_Data provided:_
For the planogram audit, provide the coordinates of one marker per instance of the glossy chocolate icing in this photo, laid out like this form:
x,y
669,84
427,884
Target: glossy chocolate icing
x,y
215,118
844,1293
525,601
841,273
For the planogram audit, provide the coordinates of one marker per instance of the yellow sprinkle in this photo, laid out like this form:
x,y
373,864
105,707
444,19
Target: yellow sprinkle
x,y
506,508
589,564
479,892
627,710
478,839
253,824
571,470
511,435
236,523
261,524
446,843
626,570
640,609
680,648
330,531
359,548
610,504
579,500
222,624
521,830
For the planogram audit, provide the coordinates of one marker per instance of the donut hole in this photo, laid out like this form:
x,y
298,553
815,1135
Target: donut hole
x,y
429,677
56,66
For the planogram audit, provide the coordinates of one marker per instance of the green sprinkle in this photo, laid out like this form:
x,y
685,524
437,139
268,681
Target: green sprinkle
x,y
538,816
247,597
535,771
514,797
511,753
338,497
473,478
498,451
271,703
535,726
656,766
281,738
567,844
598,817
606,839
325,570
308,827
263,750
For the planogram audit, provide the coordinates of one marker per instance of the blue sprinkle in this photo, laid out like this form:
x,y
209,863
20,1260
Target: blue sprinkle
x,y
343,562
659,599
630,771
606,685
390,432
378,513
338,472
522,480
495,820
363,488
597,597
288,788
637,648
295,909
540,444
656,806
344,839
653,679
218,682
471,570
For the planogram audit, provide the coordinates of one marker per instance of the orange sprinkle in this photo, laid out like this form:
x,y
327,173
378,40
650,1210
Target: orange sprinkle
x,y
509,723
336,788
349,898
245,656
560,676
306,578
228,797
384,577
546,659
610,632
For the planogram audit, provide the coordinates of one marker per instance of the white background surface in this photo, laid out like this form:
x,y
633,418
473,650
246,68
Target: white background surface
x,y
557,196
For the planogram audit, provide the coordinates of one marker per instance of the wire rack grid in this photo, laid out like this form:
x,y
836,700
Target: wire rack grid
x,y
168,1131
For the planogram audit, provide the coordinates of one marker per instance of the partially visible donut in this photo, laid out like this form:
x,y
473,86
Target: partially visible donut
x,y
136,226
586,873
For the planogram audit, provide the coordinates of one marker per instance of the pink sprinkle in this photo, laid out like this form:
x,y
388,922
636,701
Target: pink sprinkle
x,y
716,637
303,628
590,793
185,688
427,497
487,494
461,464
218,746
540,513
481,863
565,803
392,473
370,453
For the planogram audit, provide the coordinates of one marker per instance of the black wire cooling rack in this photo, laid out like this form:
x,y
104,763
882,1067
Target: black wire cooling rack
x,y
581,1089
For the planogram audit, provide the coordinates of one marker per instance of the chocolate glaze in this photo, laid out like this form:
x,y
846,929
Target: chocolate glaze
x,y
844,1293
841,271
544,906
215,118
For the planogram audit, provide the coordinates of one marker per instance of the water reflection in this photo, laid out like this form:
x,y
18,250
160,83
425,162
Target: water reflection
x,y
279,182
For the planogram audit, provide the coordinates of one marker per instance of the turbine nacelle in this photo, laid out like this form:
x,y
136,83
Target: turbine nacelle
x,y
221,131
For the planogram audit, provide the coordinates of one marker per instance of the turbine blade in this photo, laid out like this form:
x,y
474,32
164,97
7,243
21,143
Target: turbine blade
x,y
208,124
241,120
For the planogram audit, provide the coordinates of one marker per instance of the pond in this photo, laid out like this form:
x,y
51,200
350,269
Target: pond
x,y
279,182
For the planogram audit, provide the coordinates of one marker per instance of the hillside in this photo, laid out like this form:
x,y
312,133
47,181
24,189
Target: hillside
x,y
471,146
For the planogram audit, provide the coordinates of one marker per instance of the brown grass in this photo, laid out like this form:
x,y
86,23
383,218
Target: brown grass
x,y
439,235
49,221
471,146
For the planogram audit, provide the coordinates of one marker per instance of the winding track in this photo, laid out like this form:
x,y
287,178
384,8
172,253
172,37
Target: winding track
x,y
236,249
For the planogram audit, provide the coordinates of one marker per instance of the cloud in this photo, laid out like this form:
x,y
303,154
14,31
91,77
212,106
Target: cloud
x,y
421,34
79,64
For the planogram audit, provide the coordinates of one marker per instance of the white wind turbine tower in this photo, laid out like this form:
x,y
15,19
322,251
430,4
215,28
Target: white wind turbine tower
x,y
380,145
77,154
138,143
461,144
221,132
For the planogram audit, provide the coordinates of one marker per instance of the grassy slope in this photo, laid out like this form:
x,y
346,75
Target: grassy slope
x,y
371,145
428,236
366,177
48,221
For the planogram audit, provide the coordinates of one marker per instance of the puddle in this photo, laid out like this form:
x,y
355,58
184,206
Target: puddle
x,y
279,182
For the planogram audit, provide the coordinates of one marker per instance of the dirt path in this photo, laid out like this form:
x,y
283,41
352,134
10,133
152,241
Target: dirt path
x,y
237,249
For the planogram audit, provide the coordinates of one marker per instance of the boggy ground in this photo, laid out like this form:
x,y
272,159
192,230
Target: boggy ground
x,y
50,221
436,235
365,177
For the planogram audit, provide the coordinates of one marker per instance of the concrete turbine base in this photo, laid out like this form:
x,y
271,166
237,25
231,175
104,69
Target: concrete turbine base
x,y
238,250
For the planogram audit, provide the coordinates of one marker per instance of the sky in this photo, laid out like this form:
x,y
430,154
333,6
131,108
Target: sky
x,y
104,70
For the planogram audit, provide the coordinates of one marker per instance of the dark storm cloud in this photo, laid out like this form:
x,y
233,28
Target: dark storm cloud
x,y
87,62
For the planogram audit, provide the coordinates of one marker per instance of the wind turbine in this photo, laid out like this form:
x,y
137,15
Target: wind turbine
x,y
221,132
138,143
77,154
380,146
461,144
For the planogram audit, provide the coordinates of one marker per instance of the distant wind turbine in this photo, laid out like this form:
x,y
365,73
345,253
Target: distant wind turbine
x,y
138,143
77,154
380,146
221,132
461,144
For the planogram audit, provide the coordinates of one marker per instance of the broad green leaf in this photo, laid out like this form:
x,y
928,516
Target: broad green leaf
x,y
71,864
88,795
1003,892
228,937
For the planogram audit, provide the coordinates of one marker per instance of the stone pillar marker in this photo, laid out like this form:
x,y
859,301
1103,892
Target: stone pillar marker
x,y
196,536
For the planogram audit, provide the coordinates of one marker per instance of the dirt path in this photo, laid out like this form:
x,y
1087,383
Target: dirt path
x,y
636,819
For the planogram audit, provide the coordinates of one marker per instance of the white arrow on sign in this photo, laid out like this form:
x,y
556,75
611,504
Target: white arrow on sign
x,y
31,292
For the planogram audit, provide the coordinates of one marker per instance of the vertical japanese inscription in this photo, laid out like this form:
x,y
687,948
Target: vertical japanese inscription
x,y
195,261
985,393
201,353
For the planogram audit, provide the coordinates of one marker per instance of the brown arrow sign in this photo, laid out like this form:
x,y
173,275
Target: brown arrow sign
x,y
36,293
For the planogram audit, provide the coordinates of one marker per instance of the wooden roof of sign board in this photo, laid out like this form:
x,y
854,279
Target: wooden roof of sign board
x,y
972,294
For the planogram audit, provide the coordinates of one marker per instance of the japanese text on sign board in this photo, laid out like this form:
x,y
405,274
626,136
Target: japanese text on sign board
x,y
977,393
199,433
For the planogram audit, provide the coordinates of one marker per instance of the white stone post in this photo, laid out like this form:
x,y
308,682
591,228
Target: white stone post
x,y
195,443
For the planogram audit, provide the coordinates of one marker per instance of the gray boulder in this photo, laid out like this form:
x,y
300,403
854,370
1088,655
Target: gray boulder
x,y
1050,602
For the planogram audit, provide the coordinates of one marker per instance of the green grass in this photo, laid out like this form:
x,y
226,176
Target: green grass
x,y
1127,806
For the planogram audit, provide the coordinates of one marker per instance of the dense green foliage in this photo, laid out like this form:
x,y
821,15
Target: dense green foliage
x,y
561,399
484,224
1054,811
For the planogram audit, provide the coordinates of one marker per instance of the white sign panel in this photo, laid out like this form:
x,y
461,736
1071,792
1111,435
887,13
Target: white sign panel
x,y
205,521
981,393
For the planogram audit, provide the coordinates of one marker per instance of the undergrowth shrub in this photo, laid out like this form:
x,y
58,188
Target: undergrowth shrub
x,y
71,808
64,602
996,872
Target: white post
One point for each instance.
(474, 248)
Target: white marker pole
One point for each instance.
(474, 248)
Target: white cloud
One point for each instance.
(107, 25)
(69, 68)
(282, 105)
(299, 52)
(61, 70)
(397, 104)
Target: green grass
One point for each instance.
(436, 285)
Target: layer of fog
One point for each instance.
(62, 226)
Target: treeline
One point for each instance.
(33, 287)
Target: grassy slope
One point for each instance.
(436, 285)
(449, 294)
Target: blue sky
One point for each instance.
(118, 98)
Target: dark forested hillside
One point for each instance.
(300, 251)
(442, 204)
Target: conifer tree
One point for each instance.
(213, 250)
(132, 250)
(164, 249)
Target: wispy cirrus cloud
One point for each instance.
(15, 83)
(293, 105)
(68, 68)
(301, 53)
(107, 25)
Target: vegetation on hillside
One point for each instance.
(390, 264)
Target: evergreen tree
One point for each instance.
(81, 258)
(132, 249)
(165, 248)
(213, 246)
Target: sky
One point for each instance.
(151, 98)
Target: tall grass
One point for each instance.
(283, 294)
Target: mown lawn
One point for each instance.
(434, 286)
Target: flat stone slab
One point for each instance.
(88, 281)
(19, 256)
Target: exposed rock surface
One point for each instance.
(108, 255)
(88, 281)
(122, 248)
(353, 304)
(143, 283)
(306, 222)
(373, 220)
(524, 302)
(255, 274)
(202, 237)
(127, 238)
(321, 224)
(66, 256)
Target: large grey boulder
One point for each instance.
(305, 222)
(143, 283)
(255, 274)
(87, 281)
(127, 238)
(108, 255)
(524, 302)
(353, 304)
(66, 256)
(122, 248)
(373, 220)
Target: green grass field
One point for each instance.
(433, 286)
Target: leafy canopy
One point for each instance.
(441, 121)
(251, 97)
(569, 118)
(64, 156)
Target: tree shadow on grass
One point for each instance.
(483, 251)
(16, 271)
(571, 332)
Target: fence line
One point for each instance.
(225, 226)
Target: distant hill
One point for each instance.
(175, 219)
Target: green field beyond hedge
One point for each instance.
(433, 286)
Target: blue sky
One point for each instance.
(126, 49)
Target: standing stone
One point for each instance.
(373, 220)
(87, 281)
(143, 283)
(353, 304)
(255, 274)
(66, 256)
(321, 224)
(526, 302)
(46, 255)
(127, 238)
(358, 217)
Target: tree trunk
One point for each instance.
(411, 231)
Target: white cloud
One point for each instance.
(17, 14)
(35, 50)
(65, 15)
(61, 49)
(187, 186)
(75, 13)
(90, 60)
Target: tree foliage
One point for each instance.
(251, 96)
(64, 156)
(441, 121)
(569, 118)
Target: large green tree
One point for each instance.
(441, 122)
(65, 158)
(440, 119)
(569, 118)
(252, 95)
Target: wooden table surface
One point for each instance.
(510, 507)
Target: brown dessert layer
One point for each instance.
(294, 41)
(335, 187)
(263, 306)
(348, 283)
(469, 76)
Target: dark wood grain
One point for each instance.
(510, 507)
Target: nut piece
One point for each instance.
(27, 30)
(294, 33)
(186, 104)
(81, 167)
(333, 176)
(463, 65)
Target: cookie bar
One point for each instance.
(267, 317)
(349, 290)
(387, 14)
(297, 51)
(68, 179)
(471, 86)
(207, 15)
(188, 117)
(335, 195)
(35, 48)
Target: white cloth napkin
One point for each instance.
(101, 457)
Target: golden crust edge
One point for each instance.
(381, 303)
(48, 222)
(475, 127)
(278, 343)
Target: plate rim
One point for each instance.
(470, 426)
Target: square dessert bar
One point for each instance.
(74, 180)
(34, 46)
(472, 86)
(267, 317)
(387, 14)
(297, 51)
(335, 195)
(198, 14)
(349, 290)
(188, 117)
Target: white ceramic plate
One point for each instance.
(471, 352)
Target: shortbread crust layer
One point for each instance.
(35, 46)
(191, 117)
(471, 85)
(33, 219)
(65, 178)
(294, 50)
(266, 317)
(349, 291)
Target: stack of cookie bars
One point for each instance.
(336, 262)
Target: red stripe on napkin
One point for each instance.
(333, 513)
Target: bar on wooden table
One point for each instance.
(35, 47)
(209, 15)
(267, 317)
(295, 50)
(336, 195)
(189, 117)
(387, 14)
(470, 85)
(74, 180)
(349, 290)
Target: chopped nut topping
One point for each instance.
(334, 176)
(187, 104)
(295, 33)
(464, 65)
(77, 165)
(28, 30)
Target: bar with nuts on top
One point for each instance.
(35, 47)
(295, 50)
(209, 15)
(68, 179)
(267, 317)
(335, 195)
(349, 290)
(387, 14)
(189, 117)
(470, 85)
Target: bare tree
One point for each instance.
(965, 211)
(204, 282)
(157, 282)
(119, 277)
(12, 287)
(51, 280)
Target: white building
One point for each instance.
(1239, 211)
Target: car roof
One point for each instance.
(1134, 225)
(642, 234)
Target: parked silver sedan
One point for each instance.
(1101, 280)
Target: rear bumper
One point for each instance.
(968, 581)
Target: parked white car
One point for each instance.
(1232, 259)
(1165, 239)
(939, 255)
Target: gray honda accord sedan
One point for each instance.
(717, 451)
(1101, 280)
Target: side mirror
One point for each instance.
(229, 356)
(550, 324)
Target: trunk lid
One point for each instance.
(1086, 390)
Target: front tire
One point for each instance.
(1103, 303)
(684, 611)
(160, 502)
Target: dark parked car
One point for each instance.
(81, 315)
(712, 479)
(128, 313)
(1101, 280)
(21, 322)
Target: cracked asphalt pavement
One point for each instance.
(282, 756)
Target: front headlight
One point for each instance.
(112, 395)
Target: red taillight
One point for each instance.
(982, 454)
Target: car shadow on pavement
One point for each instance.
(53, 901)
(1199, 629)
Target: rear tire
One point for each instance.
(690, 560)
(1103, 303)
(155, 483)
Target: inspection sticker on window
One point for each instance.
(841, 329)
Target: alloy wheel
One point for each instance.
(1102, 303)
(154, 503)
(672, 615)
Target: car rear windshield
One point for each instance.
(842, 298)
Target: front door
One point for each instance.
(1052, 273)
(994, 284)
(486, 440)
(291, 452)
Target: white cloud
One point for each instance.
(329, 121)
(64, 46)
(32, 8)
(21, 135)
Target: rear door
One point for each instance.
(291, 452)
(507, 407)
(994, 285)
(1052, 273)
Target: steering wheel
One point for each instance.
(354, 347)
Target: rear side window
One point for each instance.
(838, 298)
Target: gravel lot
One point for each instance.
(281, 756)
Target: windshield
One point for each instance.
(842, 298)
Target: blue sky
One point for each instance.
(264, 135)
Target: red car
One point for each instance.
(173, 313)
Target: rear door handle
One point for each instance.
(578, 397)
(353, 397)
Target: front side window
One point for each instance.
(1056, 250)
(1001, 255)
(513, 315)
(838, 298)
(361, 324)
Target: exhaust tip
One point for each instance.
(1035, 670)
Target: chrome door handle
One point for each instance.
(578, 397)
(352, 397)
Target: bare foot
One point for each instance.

_Directions for this task:_ Pull out all lines of the data with the string "plate".

_Task result:_
Target: plate rim
Target: white ceramic plate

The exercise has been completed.